--- Begin Records supplied ---
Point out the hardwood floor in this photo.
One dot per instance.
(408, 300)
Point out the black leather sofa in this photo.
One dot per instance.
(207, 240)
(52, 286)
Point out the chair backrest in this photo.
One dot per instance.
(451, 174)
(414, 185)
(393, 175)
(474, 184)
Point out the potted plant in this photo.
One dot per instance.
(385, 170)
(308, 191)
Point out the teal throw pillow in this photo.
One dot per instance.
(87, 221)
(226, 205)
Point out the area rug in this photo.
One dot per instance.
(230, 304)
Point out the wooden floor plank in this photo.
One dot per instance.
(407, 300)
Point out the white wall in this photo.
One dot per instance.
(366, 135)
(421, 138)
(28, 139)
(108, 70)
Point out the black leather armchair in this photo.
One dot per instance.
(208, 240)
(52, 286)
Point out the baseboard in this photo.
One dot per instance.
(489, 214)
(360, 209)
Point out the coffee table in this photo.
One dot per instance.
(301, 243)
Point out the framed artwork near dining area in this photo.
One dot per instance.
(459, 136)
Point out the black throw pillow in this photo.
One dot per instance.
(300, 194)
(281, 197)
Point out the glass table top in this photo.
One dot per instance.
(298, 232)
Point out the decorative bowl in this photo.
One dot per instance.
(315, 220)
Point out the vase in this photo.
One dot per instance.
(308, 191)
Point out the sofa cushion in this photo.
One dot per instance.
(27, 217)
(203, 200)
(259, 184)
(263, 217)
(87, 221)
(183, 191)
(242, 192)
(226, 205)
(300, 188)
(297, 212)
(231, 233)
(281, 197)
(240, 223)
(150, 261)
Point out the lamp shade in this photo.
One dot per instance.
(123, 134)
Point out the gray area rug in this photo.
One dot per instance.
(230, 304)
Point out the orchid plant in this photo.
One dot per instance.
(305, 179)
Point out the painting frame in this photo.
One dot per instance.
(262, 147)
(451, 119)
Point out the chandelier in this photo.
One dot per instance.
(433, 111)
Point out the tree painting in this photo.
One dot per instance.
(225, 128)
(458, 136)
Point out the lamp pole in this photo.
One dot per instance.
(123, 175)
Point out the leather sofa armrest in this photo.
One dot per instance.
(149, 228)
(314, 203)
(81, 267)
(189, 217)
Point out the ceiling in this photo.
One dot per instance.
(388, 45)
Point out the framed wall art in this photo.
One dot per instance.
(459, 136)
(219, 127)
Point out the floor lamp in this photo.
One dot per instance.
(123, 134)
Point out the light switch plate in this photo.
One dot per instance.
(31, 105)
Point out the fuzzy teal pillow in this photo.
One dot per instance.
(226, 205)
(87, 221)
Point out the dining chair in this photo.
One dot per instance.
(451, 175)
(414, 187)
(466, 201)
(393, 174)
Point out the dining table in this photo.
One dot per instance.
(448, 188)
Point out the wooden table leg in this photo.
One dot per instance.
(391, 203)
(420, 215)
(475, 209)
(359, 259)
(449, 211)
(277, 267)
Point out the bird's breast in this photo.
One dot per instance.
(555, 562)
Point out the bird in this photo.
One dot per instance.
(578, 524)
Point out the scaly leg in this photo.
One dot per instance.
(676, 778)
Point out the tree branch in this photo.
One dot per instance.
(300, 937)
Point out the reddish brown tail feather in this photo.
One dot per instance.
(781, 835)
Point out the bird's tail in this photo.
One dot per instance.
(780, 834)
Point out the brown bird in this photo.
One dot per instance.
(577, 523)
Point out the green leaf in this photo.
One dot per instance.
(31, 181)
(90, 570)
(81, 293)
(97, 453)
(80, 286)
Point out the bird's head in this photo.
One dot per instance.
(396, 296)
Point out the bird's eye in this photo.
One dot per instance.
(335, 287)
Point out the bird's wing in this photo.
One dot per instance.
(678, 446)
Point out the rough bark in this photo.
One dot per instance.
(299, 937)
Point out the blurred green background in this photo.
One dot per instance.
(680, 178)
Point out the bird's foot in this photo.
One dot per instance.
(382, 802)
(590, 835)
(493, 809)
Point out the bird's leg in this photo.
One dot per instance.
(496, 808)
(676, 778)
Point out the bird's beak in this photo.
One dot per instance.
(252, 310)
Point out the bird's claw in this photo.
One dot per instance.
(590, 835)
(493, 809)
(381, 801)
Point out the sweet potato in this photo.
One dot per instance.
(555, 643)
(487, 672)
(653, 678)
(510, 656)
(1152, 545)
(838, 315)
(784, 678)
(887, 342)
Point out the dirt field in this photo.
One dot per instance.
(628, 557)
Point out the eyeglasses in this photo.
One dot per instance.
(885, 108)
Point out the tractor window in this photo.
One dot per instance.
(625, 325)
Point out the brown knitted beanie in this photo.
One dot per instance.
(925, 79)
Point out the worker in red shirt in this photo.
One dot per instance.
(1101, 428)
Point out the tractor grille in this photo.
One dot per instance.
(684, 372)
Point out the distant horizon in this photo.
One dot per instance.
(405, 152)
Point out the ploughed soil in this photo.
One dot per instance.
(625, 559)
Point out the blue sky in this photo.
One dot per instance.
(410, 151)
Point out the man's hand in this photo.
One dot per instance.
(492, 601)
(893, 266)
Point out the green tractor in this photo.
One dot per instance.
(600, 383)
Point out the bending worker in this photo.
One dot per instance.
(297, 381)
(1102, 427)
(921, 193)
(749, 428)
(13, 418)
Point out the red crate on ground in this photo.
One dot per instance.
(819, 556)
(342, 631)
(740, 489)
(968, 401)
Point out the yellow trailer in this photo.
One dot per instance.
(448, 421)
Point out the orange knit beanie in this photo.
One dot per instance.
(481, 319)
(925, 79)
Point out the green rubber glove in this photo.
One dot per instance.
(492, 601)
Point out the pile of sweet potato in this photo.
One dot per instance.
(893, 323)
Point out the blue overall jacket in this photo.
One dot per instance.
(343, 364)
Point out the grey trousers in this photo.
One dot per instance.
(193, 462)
--- End Records supplied ---
## [Problem details]
The required output is the span of lines from the one containing "Point out the red crate" to the last line, reproduced character for character.

## [Written answer]
Point out the red crate on ground in this photo.
One dot per instance.
(819, 556)
(342, 631)
(740, 489)
(968, 401)
Point out the yellow trailer in this photo.
One dot per instance.
(448, 421)
Point out the orange knit beanie in this photo.
One dot per instance.
(481, 319)
(925, 79)
Point out the green rubber glove in this photo.
One dot per instance.
(492, 601)
Point out the pile of sweet potato in this photo.
One dot per instance.
(893, 323)
Point out the blue overall jacket in this photo.
One dot per instance.
(343, 364)
Point out the grey trousers in this photo.
One dot per instance.
(193, 462)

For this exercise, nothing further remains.